▸ **Page text**:
Mage: Your New Go-To Tool for Data Orchestration

Shreyash Panchal

Data Engineering

Tags:

ETL

python

data orchestration

Data Engineering

In our journey to automate data pipelines, we've used tools like Apache Airflow, Dagster, and Prefect to manage complex workflows. However, as data automation continues to change, we've added a new tool to our toolkit: Mage AI.

Mage AI isn't just another tool; it's a solution to the evolving demands of data automation. This blog aims to explain how Mage AI is changing the way we automate data pipelines by addressing challenges and introducing innovative features. Let's explore this evolution, understand the problems we face, and see why we’ve adopted Mage AI.

What is Mage AI?

Mage is a user-friendly open-source framework created for transforming and merging data. It's a valuable tool for developers handling substantial data volumes efficiently. At its heart, Mage relies on “data pipelines,” made up of code blocks. These blocks can run independently or as part of a larger pipeline. Together, these blocks form a structure known as a directed acyclic graph (DAG), which helps manage dependencies. For example, you can use Mage for tasks like loading data, making transformations, or exportation.

Mage Architecture:

Before we delve into Mage's features, let's take a look at how it works.

▸ **Tasks**:
**a.** In the Mage article, restate the passage starting with "Mage AI isn't" and going on through "adopted Mage AI.", substituting "article" for "blog".
**b.** According to the Mage article, what structure do the code blocks form together?
**c.** Write the next part of the Mage article, picking up right after its last sentence.

▸ **Information shown**:
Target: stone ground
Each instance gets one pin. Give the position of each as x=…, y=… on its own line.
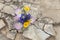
x=49, y=8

▸ **Answers to the exercise**:
**a.**
Mage AI isn't just another tool; it's a solution to the evolving demands of data automation. This article aims to explain how Mage AI is changing the way we automate data pipelines by addressing challenges and introducing innovative features. Let's explore this evolution, understand the problems we face, and see why we’ve adopted Mage AI.

**b.** A directed acyclic graph (DAG).

**c.**
When you use Mage, your request begins its journey in the Mage Server Container, which serves as the central hub for handling requests, processing data, and validation. Here, tasks like data processing and real-time interactions occur. The Scheduler Process ensures tasks are scheduled with precision, while Executor Containers, designed for specific tasks like Python or AWS, carry out the instructions.

Mage's scalability is impressive, allowing it to handle growing workloads effectively. It can expand both vertically and horizontally to maintain top-notch performance. Mage efficiently manages data, including code, data, and logs, and takes security seriously when handling databases and sensitive information. This well-coordinated system, combined with Mage's scalability, guarantees reliable data pipelines, blending technical precision with seamless orchestration.

Scaling Mage:

To enhance Mage's performance and reliability as your workload expands, it's crucial to scale its architecture effectively. In this concise guide, we'll concentrate on four key strategies for optimizing Mage's scalability:

Horizontal Scaling: Ensure responsiveness by running multiple Mage Server and Scheduler instances. This approach keeps the system running smoothly, even during peak usage.

Multiple Executor Containers: Deploy several Executor Containers to handle concurrent task execution. Customize them for specific executors (e.g., Python, PySpark, or AWS) to scale task processing horizontally as needed.

External Load Balancers: Utilize external load balancers to distribute client requests across Mage instances. This not only boosts performance but also ensures high availability by preventing overloading of a single server.

Scaling for Larger Datasets: To efficiently handle larger datasets, consider:

a. Allocating more resources to executors, empowering them to tackle complex data transformations.

b. Mage supports direct data warehouse transformation and native Spark integration for massive datasets.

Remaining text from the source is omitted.